● **Raw data**:
>> Start
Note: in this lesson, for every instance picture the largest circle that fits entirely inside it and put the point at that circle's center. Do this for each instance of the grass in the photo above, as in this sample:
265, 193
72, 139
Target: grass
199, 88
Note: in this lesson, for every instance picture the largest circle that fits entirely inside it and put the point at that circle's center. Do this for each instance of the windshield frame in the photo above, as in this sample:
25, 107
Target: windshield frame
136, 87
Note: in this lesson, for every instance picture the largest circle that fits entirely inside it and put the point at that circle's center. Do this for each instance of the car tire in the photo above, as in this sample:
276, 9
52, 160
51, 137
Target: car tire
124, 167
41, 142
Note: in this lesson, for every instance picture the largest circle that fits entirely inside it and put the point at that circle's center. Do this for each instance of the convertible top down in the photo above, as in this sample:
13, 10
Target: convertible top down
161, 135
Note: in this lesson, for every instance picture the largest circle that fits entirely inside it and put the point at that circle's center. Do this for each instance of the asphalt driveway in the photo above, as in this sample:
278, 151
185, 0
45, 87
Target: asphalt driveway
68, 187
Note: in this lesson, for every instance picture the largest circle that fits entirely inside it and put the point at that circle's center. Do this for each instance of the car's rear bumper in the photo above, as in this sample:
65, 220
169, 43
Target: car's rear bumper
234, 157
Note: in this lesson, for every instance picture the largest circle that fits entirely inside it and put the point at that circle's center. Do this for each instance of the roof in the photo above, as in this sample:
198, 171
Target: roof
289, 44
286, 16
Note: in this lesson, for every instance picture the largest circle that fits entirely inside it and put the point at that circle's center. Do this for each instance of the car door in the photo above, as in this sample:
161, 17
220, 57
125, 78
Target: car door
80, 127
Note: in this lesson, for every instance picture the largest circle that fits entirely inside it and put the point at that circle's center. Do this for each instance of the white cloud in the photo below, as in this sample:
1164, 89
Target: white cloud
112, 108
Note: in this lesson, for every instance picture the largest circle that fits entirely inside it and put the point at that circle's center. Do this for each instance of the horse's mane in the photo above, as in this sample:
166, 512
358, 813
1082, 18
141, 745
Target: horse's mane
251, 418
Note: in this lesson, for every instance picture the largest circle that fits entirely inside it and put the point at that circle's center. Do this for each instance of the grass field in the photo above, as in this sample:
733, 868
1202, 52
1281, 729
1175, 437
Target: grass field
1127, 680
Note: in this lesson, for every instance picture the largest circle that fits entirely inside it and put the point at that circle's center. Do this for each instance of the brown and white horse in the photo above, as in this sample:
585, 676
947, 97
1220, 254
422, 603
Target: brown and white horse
>> End
● **Exercise requirements**:
Rewrite the data above from the line containing "of the car's" through the end of the data, both ends included, keeping every line and shifting each answer point by adding 25 to both of its coordinates.

● **Exercise output**:
Note: in this lesson, for every instance picture the largest circle that fits entirely inside it and put the point at that circle's center. Do this for each instance of the car's rear bumper in the photo above, as in this sample:
65, 220
169, 43
Target: car's rear bumper
259, 182
Note: in this lesson, for every instance picture the largest circle that fits entirely inside it and put the point at that circle's center. Do this for each instance of the roof in the photo above, as in this sample:
198, 171
Target: roof
314, 69
311, 41
Note: in this lesson, for every instance picture the largest circle that fits entirely inside it and put the point at that circle's center. Do this for each instance of the car door in the photo above, as in this sample:
161, 17
220, 57
125, 78
Target: car door
105, 152
Note: in this lesson, for every instance picture the largest circle that fits entirely inside it and put the point at that circle's center. Do this for each instance of the white cloud in the photo below, as in this sample:
1164, 89
Target: white cloud
137, 133
Note: in this lesson, for every instance picture the largest circle that fits entirely inside it and put the point at that circle's center. Do this for each instance of the horse's mane in the photo above, as in this sample:
166, 512
358, 813
1082, 18
141, 745
Target: horse's mane
276, 443
Note: in this lesson, for every instance picture the largest circle that fits entirely inside it and put the point at that circle's center. Do this for each instance of the grass field in the photo above, as in this sample:
733, 868
1202, 52
1281, 729
1175, 437
Target: grass field
1152, 705
Note: in this lesson, for every instance picture the largest circle that fits entirely inside it and put the point at that circle's center. Do this for each instance of the brown and white horse in the photo above, as in this sample:
585, 676
947, 97
1220, 254
422, 603
Target: brown and white horse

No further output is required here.